本文:
ロボットトラクターによる完全無人農作業に向けた、作業機自動交換の大きな意義
農業における人手不足は、「待ったなし」の状態だ。ロボット農機による軽労化や省人化への期待は大きい。その最高峰の技術が無人自動運転だ。
先駆けとなったのはクボタが2016年に発売したGPS田植機。これが市場ニーズを掘り起こすと各メーカーが追従して、今ではトラクターと田植機で無人自動運転が実現している(2024年春には無人自動運転コンバインがクボタから発売予定)。
一方で、市販機で実現できるのは、有人監視下での無人自動運転(または協調作業)であり、その先、自動運転+遠隔監視による完全無人農作業こそが大きな目標となっている。
この「自動運転ロボット農機+遠隔監視による完全無人農作業」実現に資する研究成果「ロボットトラクタの作業機自動交換技術を開発」が、2023年11月14日、農研機構から発表された。年末から年明けにかけて全国で実施される土づくりで使われるプラウやハローといった作業機を、無人で、現場で自動交換できるようにする技術だ。

[写真の枠付け注記]
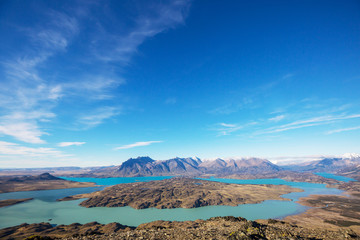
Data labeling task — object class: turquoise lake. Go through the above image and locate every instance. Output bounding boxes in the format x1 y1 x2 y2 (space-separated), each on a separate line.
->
315 172 356 182
0 177 348 228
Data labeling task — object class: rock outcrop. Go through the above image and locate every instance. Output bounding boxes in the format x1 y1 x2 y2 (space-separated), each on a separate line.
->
0 217 360 240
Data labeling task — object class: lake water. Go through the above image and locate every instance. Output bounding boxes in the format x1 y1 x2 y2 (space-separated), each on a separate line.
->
315 172 356 182
0 174 342 228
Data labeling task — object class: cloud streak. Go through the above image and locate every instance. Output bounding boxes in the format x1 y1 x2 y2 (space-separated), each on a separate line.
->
263 114 360 133
327 126 360 134
114 141 163 150
58 142 86 147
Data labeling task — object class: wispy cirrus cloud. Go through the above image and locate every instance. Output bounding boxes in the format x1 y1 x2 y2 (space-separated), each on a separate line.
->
0 141 65 157
263 114 360 133
78 106 121 129
114 141 163 150
209 73 295 115
91 0 191 64
327 126 360 134
269 115 285 122
58 142 86 147
211 122 257 136
0 0 191 144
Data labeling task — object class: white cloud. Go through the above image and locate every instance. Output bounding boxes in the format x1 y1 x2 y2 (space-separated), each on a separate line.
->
92 0 191 64
263 114 360 133
114 141 163 150
214 123 244 136
0 141 65 157
165 98 177 105
79 107 120 129
0 122 46 143
0 0 190 146
269 115 285 122
327 126 360 134
58 142 86 147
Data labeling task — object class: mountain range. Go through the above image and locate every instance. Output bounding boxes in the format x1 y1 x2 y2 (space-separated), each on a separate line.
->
89 154 360 177
284 153 360 173
90 157 281 177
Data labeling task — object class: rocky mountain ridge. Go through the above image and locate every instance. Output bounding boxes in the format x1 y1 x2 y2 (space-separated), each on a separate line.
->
285 154 360 173
89 157 281 177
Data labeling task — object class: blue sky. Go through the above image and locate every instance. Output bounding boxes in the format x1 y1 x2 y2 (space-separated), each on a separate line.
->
0 0 360 168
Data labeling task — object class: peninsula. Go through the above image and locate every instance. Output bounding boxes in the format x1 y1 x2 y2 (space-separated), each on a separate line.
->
61 178 302 209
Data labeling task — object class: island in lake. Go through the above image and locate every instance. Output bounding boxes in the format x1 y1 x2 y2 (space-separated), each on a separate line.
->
61 178 303 209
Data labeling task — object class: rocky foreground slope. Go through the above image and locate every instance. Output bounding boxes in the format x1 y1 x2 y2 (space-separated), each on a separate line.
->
0 217 360 240
62 178 302 209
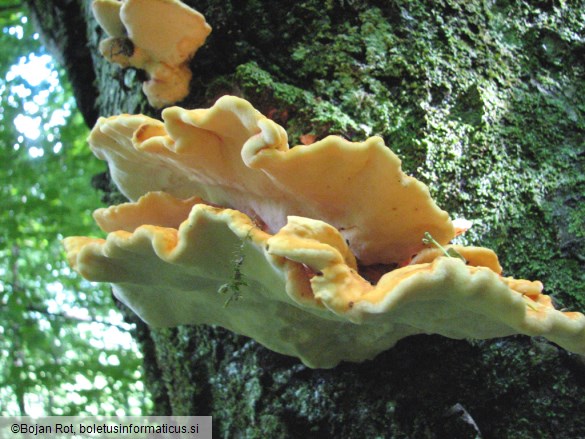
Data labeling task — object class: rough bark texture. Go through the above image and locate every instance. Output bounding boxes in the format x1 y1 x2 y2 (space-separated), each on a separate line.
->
29 0 585 438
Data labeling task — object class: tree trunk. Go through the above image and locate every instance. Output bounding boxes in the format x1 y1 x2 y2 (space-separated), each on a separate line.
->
28 0 585 438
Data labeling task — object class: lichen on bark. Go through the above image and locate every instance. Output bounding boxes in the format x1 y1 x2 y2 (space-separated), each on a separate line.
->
27 0 585 438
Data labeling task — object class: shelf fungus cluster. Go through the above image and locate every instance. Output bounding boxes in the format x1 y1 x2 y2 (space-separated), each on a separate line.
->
92 0 211 108
64 96 585 368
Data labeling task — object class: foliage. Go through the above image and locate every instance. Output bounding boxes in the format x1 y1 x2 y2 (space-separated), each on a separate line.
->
0 8 145 415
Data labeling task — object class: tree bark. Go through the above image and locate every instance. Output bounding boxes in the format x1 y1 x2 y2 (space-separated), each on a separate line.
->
28 0 585 438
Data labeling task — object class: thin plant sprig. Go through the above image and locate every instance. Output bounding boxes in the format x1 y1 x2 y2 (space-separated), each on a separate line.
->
423 232 467 264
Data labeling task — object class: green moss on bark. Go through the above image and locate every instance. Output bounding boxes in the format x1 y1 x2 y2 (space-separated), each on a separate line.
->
81 0 585 438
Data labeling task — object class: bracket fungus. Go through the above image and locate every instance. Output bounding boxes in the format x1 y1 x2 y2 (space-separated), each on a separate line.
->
92 0 211 108
64 96 585 368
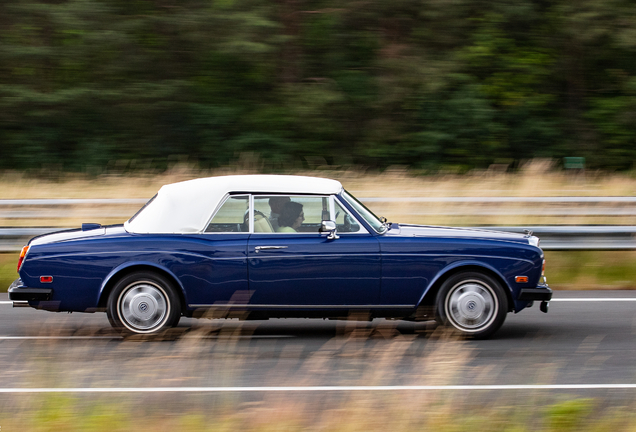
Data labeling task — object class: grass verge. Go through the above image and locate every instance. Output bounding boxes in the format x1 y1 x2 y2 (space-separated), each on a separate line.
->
1 393 636 432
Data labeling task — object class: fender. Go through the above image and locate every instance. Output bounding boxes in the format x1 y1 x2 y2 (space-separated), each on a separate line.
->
96 261 187 304
417 260 512 305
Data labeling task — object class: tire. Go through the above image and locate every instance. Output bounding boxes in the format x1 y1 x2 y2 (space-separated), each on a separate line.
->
436 272 508 339
106 272 181 335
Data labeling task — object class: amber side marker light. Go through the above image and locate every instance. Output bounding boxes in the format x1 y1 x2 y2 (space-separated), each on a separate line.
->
18 246 29 271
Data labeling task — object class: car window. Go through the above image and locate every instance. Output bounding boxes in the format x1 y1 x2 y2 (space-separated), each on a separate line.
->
332 200 367 233
341 191 387 234
205 195 250 232
254 195 330 234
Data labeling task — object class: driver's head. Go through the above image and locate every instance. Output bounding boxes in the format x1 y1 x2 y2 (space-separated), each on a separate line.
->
269 196 291 214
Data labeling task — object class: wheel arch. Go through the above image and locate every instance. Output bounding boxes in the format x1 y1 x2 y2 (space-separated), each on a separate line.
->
418 262 514 312
97 263 186 314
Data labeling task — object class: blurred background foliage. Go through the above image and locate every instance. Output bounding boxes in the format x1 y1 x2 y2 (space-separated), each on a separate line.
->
0 0 636 171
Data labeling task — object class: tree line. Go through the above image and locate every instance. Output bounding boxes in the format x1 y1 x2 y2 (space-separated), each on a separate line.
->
0 0 636 170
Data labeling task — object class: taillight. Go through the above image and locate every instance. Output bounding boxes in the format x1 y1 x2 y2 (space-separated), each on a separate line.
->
18 246 29 272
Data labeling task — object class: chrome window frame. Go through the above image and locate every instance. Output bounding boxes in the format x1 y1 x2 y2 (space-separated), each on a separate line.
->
330 195 369 235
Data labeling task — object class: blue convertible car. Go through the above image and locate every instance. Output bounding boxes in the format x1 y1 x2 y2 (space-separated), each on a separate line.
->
9 175 552 338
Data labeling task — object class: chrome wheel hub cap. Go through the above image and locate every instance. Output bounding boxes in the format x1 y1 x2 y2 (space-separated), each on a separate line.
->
119 282 168 331
446 282 498 331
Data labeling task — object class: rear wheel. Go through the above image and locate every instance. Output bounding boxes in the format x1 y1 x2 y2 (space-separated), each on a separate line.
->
107 272 181 334
437 272 508 339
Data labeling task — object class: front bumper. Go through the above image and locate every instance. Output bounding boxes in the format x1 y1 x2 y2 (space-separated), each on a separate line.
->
517 285 552 301
8 278 53 301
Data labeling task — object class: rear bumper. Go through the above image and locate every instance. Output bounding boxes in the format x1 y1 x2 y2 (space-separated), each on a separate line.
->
518 285 552 301
8 279 53 301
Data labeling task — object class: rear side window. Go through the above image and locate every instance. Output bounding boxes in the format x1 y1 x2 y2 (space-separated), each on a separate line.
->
205 195 250 232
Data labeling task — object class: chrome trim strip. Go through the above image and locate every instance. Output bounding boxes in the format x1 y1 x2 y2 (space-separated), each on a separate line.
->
188 304 415 309
254 246 287 253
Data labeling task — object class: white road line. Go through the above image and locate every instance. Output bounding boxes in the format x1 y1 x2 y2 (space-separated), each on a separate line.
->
0 384 636 393
0 334 296 341
550 297 636 302
0 297 636 305
0 335 121 340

課題:
A) 本文によると、農研機構が「ロボットトラクタの作業機自動交換技術を開発」という研究成果を発表したのはいつか。
B) 本文に出てくる西暦の年をすべて挙げなさい。
この資料は本文の内容とは関係がない。

解答:
A) 2023年11月14日

B) 2016年、2024年、2023年